Answer required using the rules of the English language and the principles of formal logic, please.
This elicited a link to the Perth Group's web site where they said:
The Perth Group does not broker beliefs and has never claimed HIV does not exist. (Neither have we claimed AIDS does not exist although we and our colleagues are often referred to as "AIDS Denialists"). What we have argued on numerous occasions in our publications and presentations is there is no proof that a retrovirus HIV does exist
What made the correspondent flee was my pointing out that this paragraph immediately follows a claim that they don't deny the existence of HIV with a statement that HIV has not been proven to exist. In other words, they don't deny it but they do. The clown had already shown his displeasure at my pointing him to the 436,000 results returned by a Google search for the term "HIV genome". The true high point of the conversation, however, was when he replied to my saying "There isn't enough time between now and the heat death of the sun to read every piece of anti-scientific nonsense vomited up from the decayed minds of madmen, let alone refute it all" by telling me that this was an admission of my "limited capacity". That's right, folks. I am so limited in my capacity that I won't be able to get everything finished in the next five billion years. We should all be so limited.
Anti-vaxxers demonstrate intellect (29/11/2008)
I have received a couple of emails recently from vaccine opponents which show how much smarter they are than me. The first one was prompted by this.
From: Paul Sintra
Date: Fri, 21 Nov 2008 21:51:57 -0800
"This is as much a form of abuse as beating them or having sex with them. Perhaps more, because bashers and sexual predators usually don't publicly boast about the fact and show photographs to strangers in order to progress their perverted agendas"
Were you molested as a child?
This person was correct in one way, at least. A fool has fooled them.
Date: Wed, 19 Nov 2008 10:17:24 -0800
From: Tam erica
Subject: It takes a fool to fool a fool...
Wow! What a wonderful anti-vaccination site this is!! Now Im even more sure of the choice I made NOT to vaccinate my precious, healthy children that God has blessed me with.

^^^^

#### [What is needed]
Please continue the blog excerpt about emails from vaccine opponents, picking up right after its final sentence. The listing is material separate from the blog excerpt.

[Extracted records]
^^^^

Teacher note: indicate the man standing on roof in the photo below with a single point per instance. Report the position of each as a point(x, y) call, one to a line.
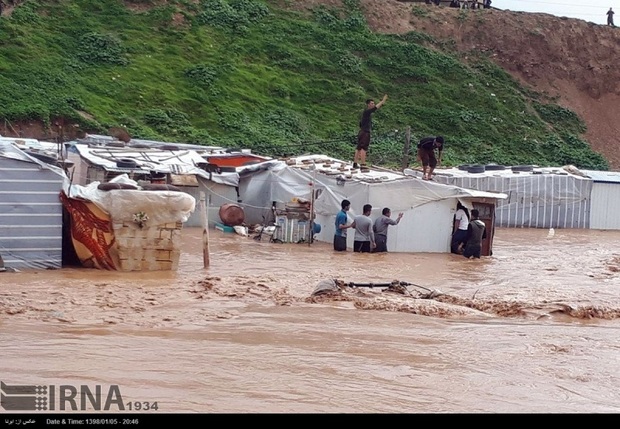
point(426, 154)
point(363, 136)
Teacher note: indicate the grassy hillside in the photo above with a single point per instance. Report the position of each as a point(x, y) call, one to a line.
point(245, 73)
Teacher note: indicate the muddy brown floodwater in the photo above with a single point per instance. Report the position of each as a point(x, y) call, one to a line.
point(533, 329)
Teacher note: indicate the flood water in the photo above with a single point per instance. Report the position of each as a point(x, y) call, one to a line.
point(533, 329)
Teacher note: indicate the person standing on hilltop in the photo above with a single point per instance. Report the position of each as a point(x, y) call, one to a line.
point(363, 137)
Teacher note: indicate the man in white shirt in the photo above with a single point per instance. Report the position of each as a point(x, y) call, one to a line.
point(364, 240)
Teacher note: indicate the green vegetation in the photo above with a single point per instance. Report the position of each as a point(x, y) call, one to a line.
point(245, 73)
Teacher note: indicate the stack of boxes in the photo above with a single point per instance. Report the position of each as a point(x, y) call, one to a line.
point(293, 222)
point(152, 248)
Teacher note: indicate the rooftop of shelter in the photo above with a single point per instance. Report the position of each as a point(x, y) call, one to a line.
point(342, 169)
point(494, 170)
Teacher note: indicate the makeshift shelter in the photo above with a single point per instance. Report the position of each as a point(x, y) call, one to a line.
point(537, 197)
point(184, 168)
point(604, 199)
point(428, 207)
point(31, 215)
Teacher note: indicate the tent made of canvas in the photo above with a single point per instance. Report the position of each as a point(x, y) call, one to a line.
point(428, 207)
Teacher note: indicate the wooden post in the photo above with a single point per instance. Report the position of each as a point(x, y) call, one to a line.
point(313, 189)
point(205, 229)
point(405, 163)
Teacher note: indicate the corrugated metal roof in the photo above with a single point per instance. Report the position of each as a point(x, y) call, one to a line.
point(603, 176)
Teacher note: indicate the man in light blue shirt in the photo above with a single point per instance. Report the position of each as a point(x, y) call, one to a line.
point(340, 236)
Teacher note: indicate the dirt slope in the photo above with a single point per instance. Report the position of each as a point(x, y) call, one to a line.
point(571, 59)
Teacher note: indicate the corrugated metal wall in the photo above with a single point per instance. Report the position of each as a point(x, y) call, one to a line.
point(534, 200)
point(30, 215)
point(605, 212)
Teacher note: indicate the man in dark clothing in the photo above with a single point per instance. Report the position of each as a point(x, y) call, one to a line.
point(363, 137)
point(476, 232)
point(426, 154)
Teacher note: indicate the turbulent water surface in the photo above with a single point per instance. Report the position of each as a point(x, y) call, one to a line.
point(534, 328)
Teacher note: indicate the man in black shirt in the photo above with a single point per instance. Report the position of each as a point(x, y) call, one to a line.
point(426, 154)
point(363, 137)
point(476, 232)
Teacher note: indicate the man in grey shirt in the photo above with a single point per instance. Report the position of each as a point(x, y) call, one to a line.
point(380, 229)
point(364, 240)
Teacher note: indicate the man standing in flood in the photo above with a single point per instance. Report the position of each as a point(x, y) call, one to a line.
point(340, 236)
point(364, 240)
point(476, 232)
point(363, 136)
point(380, 228)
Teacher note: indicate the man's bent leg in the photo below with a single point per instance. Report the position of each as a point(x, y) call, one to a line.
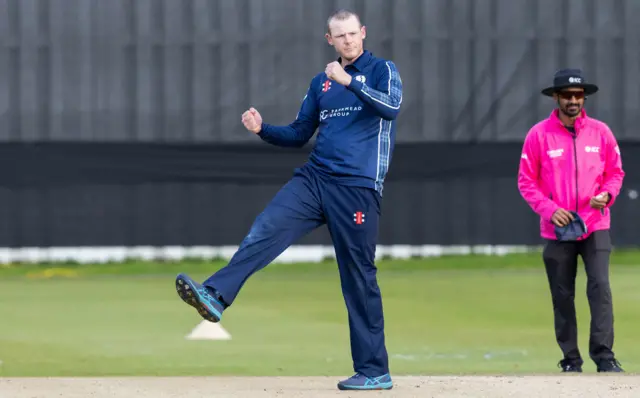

^^^^

#### [Response to this exercise]
When I was twelve years old, I stood in a line, in the hallway of my school with all 48 of my classmates. I was waiting for my turn to have several needles, all connected in a circle, injected into my arm all at once. I bare the scar from it to this day as a reminder. When I think back about that day now, as a 41 year old, I see it from a ceiling view and it makes me think of the Pink Floyd video where the children are lined up and marched into the meat grinder. "All and all, we're all just bricks in the wall"...... and im nothing to the government. Well, except for maybe a test subject. We'll always be good for that, as long as we accept it. I wish my mom would have stopped it from happening to me. I wish I would have listened to the child voice in me, as I stood waiting in that line, that said, "this is strange.. this is wrong.", and stepped out of that line and said, "I have rights and it will be a cold day in hell before you inject me!". But, I was only a child and didnt know I had rights..... and my parents were out to lunch.
My children attend public school in Indiana and they "tryed" to trick me into thinking that I had to have them vaccinated. Thank the good Lord that I knew better. And I cant believe the amount of people who told me I was wrong because they had believed the lie and were pressured into having their children vaccinated by the schools, until I proved them wrong by sending my unvaccinated child to school by signing a paper saying that I didnt agree with vaccinations for both medical and religious reasons. Unfortunately, it was too late for my best friends little girl, who was developing normally until her first vaccines at age two, now she has slight autism. She didnt want to vaccinate her but didnt believe me that she didnt have to in order to enroll her in pre-school. Now she has guilt that haunts her.
I didnt plan on typing past my first two sentences because I agree on one thing with "what's his name" that runs this site....... no sense in talking to fools.(unless you're after easy prey) Guess I got carried away. Have a great day and God bless us all even though we dont deserve it.